-------- Vorgegebener Text
Alina ist Psychotherapeutin. Sie spricht über die “Modediagnose” ADHS, die Bedeutung von Achtsamkeit im Berufsalltag – und gibt Tipps für Psychologie-Student:innen.
Du bist auf ADHS spezialisiert, was aufgrund von TikTok und Co ein bisschen eine Modediagnose geworden ist. Wie erlebst Du das im Berufsalltag?
Ich finde es wichtig und gut, dass heute mehr informiert wird. Es ist ein bisschen so wie bei Depressionen, von denen man gesagt hat, dass es sie heute öfter gibt: Heute gibt es einfach eine grössere Sichtbarkeit. Früher wurden viele Beschwerden körperlich erklärt oder es gab mehr Suizide, weil die Leute nicht wussten, was mit ihnen los ist.
Auf TikTok sehe ich viele Inhalte, die richtig gut sind – fundiert und verständlich erklärt. Das finde ich sehr wertvoll. Natürlich gibt es daneben auch Accounts, die alles verflachen: „Wenn Du dieses und jenes hast, dann ist es ADHS.“ Das ist problematisch. Aber für mich überwiegen die positiven Effekte.
----------------
Führe das Interview mit der Psychotherapeutin Alina über ADHS im selben Stil weiter, beginnend nach seinem letzten Satz.
-------- Aufgeführte Einträge
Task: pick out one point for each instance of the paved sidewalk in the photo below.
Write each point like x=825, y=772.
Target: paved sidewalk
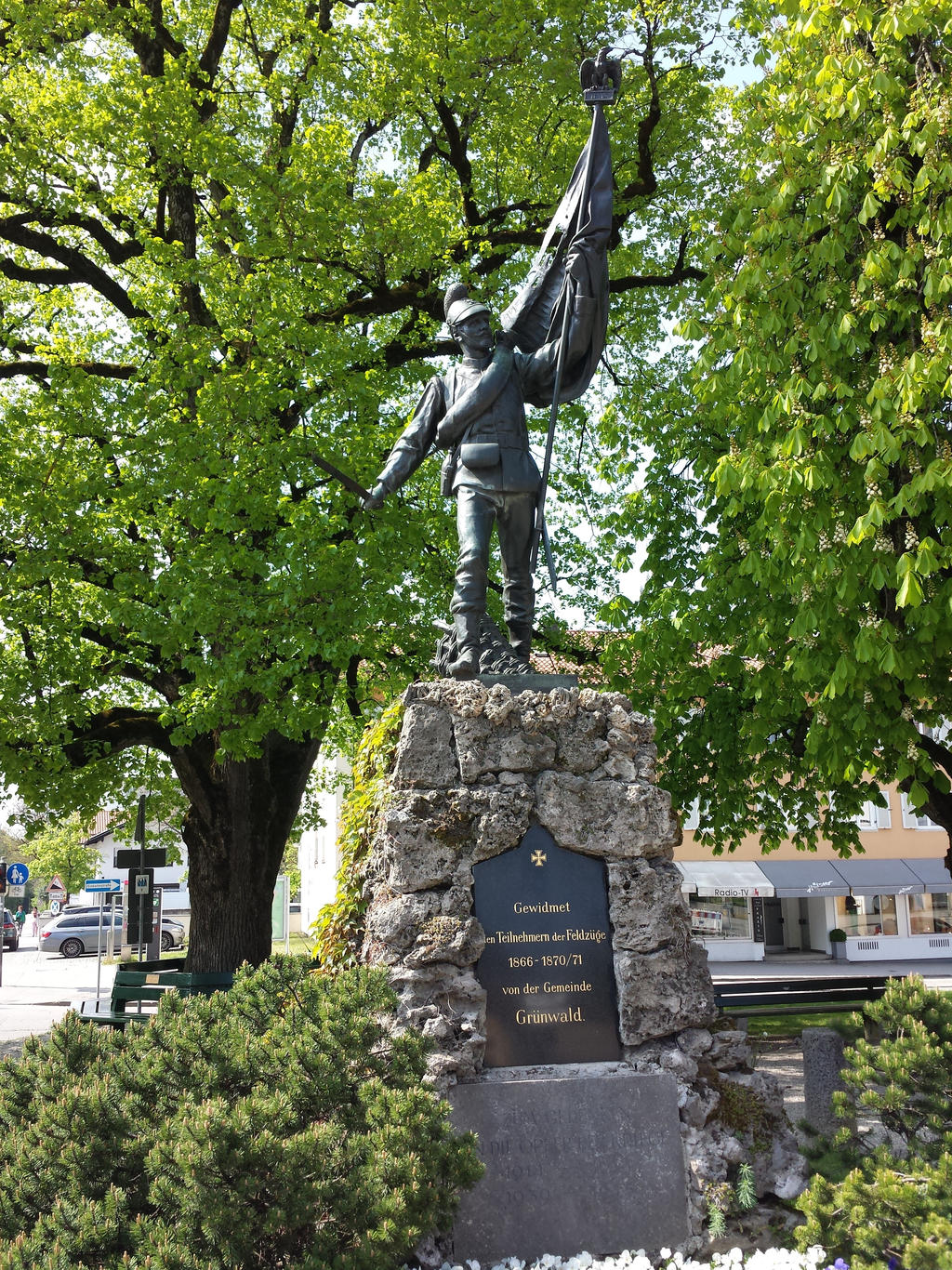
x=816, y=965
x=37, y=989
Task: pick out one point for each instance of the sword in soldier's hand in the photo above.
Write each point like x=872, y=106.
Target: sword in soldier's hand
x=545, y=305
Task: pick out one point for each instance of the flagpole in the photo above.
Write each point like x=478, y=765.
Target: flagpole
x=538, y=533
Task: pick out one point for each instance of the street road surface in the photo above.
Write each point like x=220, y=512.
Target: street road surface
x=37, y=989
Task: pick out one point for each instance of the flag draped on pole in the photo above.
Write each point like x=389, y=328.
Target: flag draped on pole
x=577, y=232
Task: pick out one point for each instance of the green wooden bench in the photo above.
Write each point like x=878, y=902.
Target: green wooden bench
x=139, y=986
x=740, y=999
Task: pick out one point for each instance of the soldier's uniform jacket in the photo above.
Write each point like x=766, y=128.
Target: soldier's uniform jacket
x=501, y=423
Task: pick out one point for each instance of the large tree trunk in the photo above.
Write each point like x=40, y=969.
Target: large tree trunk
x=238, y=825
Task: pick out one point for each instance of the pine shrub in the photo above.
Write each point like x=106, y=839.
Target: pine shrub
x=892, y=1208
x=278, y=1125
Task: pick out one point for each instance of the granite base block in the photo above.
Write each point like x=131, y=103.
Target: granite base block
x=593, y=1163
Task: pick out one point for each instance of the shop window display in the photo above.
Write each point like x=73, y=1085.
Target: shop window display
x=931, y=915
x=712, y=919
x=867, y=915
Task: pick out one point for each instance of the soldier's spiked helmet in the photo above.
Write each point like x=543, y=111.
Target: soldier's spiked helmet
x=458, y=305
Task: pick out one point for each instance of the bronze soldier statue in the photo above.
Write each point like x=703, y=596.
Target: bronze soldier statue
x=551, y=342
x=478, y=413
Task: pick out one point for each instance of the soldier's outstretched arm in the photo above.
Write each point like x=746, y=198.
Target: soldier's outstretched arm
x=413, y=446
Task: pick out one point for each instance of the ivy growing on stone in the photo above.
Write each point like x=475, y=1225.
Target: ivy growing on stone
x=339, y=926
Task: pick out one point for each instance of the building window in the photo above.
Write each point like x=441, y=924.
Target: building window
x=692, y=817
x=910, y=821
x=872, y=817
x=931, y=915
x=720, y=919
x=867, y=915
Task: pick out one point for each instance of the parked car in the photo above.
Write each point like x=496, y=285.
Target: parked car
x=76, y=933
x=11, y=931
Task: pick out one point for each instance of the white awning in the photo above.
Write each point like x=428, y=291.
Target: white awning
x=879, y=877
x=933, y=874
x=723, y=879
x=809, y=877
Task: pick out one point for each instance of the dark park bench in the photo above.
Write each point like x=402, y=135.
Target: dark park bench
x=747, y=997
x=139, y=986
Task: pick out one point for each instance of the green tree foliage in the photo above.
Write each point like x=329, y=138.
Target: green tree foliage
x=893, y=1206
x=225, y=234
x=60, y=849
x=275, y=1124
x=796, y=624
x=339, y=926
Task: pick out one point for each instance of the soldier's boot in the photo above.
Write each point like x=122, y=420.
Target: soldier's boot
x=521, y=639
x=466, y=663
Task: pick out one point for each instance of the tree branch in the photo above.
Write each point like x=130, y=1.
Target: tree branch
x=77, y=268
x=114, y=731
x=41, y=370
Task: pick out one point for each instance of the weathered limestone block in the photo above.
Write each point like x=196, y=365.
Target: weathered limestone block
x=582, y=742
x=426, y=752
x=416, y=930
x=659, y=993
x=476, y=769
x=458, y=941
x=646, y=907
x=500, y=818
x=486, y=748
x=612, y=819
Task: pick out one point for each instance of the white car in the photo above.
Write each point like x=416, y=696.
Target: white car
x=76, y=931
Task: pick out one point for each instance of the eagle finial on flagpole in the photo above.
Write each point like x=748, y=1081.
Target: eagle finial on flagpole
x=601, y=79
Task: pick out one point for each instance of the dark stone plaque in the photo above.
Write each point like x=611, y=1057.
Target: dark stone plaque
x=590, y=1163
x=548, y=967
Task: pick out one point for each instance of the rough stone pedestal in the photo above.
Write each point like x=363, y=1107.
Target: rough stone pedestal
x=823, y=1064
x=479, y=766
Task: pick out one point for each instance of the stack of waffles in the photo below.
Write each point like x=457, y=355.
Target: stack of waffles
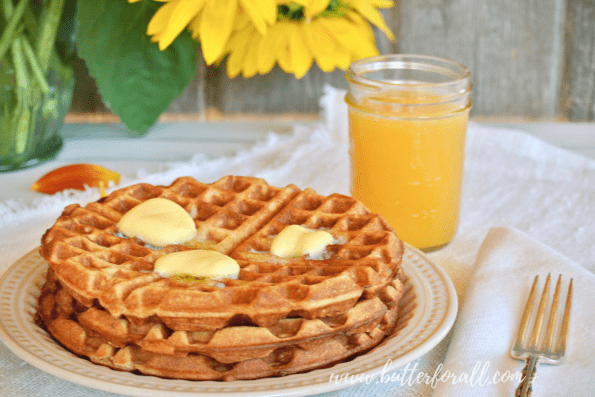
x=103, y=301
----------------
_Ausgabe:_
Merkst Du auch, dass Klient:innen zu Dir kommen und sagen: “Ich habe ADHS” – und es dann schwierig ist, ihnen mitzuteilen, dass die Kriterien nicht erfüllt sind?
Ja, das erlebe ich. Bei manchen ist die Enttäuschung spürbar, wenn es eben nicht ADHS ist. Spannend finde ich aber auch die andere Richtung: Menschen, die gar nicht selbst auf die Idee kommen. Wenn ich dann den Verdacht äussere, reagieren sie oft überrascht: „Nein, das passt nicht zu mir, ich bin ja gar nicht hibbelig.“ Dann erkläre ich, dass ADHS viel breiter ist und andere Aspekte dazugehören.
So gibt es beide Seiten: Die, die enttäuscht sind, weil sie es erwartet haben und es nicht zutrifft. Und die, die es nicht erwartet hätten – und dann plötzlich verstehen, warum vieles in ihrem Leben Sinn ergibt.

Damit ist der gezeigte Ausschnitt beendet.